**PAGE**
--

Would our departure compromise the running of the ship? Brusilov himself was of the opinion that a crew of ten was quite sufficient to man her, even on the open sea. On the other hand, our departure would add one other appreciable advantage to the rationing of supplies, namely the saving of fuel, which was perilously scarce.
There was not a single log or piece of coal left on board; all we had left for heating was bear fat and seal blubber mixed with machine oil. The samovar was kept boiling with wood from cabin walls and other nonstructural parts of the ship. During the winter of 1913 to 1914, the entire crew lived in two cabins aft, an upper one that was smaller and colder, and another on a lower deck that was quite warm because it also served as the galley. After our departure everyone would be able to live in that lower cabin, which would greatly simplify the heating problem. Their health would improve as a result, since the temperature of the other cabin rarely rose above 41° Fahrenheit during the day and easily dropped below 28° Fahrenheit at night.
Given all these circumstances, the lieutenant could only look on our departure as a blessing that would be to everyone’s benefit. Nevertheless, the same uncertain future faced us all. No one could foresee who would succeed in this unequal struggle against the treacherous Arctic elements.

--

**TASK LIST**
1 – In the Arctic ship passage above, what was burned to keep the samovar boiling?
2 – Turn the paragraph of the Arctic ship passage that begins "There was not a single log" into a short bulleted list that keeps its main facts.
3 – Pick up the Arctic ship passage after its final sentence and carry the account forward.

--

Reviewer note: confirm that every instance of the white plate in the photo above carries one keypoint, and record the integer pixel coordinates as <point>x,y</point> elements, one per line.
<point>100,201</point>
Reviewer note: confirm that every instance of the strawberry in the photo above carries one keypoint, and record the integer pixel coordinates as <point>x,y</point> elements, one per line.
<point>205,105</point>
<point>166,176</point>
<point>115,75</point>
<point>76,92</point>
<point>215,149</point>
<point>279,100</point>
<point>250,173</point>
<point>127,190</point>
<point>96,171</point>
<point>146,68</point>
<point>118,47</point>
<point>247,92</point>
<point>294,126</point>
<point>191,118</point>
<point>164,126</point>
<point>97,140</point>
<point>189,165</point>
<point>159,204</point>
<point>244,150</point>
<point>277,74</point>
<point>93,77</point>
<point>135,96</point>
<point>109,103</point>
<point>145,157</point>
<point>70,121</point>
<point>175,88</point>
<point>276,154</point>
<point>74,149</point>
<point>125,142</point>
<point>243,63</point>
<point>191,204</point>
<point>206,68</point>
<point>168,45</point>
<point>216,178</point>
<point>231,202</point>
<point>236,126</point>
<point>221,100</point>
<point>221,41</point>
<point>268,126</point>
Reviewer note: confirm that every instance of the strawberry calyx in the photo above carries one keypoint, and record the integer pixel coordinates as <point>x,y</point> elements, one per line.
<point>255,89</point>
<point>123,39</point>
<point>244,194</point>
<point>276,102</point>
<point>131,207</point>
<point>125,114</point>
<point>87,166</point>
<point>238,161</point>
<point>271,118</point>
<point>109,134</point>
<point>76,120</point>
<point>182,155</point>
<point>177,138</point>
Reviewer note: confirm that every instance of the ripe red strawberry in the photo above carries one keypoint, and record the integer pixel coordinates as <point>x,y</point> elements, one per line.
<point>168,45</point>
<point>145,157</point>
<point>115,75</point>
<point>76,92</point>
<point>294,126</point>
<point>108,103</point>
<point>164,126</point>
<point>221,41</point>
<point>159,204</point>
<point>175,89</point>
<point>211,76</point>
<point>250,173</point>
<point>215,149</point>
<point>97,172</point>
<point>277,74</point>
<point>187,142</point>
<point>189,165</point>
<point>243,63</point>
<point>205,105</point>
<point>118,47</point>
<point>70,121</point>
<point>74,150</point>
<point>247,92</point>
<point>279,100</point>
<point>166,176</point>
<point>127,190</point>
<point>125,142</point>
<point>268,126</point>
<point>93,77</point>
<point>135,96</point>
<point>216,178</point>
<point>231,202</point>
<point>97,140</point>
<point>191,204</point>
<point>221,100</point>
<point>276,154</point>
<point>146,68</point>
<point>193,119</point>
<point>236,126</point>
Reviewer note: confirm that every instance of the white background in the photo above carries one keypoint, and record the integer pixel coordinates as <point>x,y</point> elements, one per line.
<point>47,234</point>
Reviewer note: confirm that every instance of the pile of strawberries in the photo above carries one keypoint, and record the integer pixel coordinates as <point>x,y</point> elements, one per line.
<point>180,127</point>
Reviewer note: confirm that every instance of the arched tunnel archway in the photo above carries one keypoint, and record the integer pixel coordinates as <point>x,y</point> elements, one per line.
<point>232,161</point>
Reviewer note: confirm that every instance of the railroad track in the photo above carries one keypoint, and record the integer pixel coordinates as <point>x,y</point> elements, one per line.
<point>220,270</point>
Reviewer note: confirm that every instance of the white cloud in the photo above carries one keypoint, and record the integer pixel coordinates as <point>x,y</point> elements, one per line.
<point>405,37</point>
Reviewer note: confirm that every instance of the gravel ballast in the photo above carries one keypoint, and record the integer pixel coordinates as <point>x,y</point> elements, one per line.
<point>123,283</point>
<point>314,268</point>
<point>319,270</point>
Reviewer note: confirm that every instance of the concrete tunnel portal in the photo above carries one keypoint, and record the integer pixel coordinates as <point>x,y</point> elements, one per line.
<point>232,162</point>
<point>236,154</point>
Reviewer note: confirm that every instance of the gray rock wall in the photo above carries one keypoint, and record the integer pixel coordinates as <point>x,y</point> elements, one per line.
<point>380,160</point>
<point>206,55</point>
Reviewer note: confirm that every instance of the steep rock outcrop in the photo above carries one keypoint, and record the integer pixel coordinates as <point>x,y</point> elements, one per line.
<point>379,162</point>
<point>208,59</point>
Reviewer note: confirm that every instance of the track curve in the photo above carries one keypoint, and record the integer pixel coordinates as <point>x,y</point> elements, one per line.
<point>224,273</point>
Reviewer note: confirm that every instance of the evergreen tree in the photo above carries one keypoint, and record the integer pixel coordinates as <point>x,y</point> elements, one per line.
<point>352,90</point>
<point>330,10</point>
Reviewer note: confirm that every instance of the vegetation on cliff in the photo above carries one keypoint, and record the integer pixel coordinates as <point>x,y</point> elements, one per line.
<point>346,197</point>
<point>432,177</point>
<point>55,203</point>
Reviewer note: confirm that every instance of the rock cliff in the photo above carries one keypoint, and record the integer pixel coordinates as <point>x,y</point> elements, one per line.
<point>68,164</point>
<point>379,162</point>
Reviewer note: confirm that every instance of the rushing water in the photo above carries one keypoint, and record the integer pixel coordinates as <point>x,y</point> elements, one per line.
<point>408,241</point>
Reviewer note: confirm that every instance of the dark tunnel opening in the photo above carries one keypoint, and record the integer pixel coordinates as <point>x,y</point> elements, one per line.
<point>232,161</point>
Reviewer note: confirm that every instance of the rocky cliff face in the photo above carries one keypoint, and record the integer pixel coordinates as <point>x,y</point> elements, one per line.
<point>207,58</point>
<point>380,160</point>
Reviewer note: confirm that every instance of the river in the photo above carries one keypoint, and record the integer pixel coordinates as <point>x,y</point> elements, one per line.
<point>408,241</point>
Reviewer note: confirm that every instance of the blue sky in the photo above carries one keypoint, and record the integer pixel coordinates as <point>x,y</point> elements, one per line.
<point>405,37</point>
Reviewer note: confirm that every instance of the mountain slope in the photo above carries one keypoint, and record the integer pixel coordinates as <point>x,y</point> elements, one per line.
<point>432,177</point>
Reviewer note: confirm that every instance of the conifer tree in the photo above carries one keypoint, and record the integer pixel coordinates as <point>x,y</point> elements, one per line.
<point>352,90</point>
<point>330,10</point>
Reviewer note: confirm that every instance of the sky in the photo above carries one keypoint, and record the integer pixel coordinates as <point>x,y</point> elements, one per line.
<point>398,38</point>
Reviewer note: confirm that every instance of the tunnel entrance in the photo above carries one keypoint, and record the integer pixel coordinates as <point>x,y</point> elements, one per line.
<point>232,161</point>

--

**ANSWERS BY TASK**
1 – Wood from cabin walls and other nonstructural parts of the ship.

2 –
- No logs or coal remained on board; heating relied on bear fat and seal blubber mixed with machine oil.
- The samovar was fueled with wood from cabin walls and other nonstructural parts of the ship.
- In the winter of 1913 to 1914, the crew lived in two aft cabins: a smaller, colder upper one and a warm lower one that doubled as the galley.
- After the departure, everyone could live in the lower cabin, which would greatly simplify heating.
- Their health would improve, since the upper cabin rarely rose above 41° Fahrenheit by day and easily fell below 28° Fahrenheit at night.

3 –
PREPARATIONS FOR THE SLEDGE EXPEDITION
My preparations began on January 10, 1914. There was plenty to do. Eventually we had to build seven sledges and seven kayaks, prepare our clothing, sew and repair our boots, gather together all the supplies and think of a thousand things at once. Because we lacked essential materials and proper tools, the work was extraordinarily difficult. The wood made available to us was of poor quality. We had to manufacture rivets from copper scrap; we even had to make many of the tools we required. The many wooden pieces we sawed for each kayak were first joined together with rivets, and then lashed firmly with strong twine. When fully assembled, the entire wooden skeleton was also wrapped with the twine, and then covered with canvas cut from spare sails. All this work was carried out deep in the ship’s hold, where the temperature dipped as low as —36° Fahrenheit, by the faint glow of seal-oil lamps, which we called “smudge pots” because they gave off more smoke than light. Most of the work was delicate and painstaking, so it had to be done with bare hands despite the terrible cold. Our fingers quickly became chilled to the bone and we would have to warm them repeatedly over the lamps. In the bitter subzero temperatures, it was particularly excruciating to rivet the kayaks and sewthe sailcloth that covered them. Our homemade needles were so cold to the touch that they burned like red-hot iron and blistered our fingertips. We worked from early morning until late at night, and gradually the hold was filled with kayaks and sledges. We lightened the hard work by telling jokes and singing songs.
Each kayak was designed to carry two men, as well as their equipment and supplies, and each was given a name such as “Gull,” “Auk,” “Snow Bunting,” “Teal,” and “Fulmar.” Due to the extreme cold of the ship’s hold, it was impossible to give the boats a finishing coat of paint. We solved the problem by lowering the kayaks through a skylight in the afterdeck into the relative warmth of the galley. For a week it was so crowded with kayaks we could move around in the galley only bent double, almost on all fours.
In March a small lead opened in the ice at the bow of the ship, which widened to be twelve feet across. There we were able to subject our small craft to sea trials, and discovered that they performed better than our clumsy tools and materials would have allowed us to hope. The kayaks proved to be spacious and stable. The materials were by no means suitable, admittedly, and certainly not what we would have chosen, but we had to use whatever was at hand. For the longitudinal members of the frames we were forced to use desiccated spruce planking stripped from the ceiling of the mess; needless to say, these boards were not particularly strong or flexible. Most of the ribs were fabricated from old barrel staves, so each frame had to be wrapped with twine to prevent the wood from splintering.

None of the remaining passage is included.